* Goal *
Copy the passage on predicting with text structure from "Kid-friendly tool to" to "a text’s structure(s).)", changing every "students" to "learners".

When we preview a text (or source) to make predictions about its content, recognizing clues about the text’s structure can launch us into making helpful predictions – predictions that can help us activate background knowledge and aid us in setting a clear purpose for reading and determining what is important in a source.

Kid-friendly tool to use while predicting

Below is a kid-friendly list of text structures that you might share with students before they preview a text and make predictions. (If you need to introduce these structures explicitly, check out the first in a three-part series I wrote about teaching students how to identify a text’s structure(s).)

What predicting for text structure looks like

If you checked out the title of the ReadWords.com article entitled “Keeping Turtles in the Dark,” you might infer from the title that there is some sort of problem. If you continue previewing by checking out the first heading – “Funding boosts efforts to cut light pollution along Florida’s nesting beaches,” you might confirm there is a problem (“light pollution”) and that there might also be a solution (cutting the “light pollution”). Then it seems like the author will be using a problem-solution text structure. Just this simple step of using a text structure to make a prediction will help you set a clear purpose for reading (i.e., What is the problem for the turtles? What is the solution?) as you begin navigating the content of that article.

* Provided material *
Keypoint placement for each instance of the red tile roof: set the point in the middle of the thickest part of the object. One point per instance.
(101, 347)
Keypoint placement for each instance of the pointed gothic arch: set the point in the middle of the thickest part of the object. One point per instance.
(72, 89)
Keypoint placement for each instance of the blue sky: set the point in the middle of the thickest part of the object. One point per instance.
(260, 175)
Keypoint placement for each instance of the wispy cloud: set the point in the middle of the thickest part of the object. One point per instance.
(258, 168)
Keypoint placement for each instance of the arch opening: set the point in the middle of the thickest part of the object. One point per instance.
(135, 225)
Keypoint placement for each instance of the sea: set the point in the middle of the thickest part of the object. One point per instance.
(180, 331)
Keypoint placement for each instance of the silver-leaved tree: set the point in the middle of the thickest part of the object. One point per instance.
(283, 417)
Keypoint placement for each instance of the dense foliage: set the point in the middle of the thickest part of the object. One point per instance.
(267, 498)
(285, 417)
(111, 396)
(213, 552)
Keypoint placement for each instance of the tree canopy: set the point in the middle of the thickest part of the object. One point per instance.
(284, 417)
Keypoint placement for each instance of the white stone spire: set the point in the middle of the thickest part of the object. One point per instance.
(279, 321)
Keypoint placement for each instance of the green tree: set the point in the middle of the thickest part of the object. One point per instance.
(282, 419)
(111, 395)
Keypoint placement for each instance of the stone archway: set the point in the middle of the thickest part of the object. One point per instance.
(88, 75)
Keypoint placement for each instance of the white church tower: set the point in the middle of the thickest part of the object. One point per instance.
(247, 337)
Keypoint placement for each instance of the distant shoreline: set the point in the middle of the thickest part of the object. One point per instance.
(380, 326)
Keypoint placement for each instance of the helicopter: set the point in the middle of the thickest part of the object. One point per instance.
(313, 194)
* * *
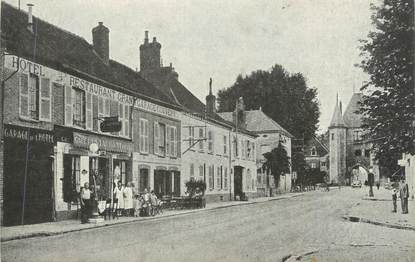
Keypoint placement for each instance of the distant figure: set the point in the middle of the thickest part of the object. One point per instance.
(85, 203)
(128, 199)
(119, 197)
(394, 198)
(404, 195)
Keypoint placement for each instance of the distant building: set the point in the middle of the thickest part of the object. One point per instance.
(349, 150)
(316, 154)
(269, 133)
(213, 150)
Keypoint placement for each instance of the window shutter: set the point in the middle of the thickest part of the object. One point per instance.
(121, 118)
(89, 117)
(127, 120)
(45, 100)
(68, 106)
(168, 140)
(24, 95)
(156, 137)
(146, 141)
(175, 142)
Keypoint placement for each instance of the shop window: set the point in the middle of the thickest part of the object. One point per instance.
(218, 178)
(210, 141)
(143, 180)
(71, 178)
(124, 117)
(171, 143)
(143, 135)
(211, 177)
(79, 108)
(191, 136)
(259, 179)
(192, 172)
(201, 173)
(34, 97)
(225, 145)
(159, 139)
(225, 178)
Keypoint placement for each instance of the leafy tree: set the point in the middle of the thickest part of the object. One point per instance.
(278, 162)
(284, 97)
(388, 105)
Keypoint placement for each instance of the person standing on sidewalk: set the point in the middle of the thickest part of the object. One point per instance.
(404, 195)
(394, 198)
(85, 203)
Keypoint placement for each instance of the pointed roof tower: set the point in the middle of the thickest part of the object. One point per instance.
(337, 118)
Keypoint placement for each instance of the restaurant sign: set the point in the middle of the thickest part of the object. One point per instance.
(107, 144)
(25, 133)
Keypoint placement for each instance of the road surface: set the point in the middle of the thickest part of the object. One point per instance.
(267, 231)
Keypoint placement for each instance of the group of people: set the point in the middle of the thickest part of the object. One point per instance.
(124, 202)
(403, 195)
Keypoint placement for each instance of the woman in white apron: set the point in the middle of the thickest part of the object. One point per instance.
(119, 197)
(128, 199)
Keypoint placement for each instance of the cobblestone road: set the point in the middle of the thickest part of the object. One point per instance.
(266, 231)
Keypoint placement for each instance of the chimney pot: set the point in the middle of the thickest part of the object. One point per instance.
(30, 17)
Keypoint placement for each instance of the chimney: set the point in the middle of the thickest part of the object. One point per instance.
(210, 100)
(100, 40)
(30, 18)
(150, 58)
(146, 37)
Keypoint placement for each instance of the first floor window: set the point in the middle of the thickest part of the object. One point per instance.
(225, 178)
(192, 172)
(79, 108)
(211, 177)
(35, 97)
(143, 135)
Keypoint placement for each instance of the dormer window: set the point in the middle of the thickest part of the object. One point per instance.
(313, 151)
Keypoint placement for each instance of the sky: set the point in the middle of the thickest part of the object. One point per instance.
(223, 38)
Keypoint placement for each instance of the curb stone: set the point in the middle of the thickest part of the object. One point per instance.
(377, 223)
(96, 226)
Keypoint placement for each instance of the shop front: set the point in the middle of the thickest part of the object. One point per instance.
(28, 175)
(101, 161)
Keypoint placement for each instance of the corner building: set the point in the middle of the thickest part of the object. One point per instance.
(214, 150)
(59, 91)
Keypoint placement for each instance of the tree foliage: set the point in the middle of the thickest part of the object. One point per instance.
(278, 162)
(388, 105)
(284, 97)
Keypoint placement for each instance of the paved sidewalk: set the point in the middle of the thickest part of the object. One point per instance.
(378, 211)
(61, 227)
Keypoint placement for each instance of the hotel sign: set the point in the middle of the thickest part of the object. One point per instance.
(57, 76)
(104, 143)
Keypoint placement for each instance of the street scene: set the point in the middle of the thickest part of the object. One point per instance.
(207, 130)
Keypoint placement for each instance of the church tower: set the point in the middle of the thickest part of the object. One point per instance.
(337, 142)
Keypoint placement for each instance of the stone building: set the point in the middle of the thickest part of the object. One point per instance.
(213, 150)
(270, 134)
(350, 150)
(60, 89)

* Reply to the exercise *
Kid-friendly tool to use while predicting

Below is a kid-friendly list of text structures that you might share with learners before they preview a text and make predictions. (If you need to introduce these structures explicitly, check out the first in a three-part series I wrote about teaching learners how to identify a text’s structure(s).)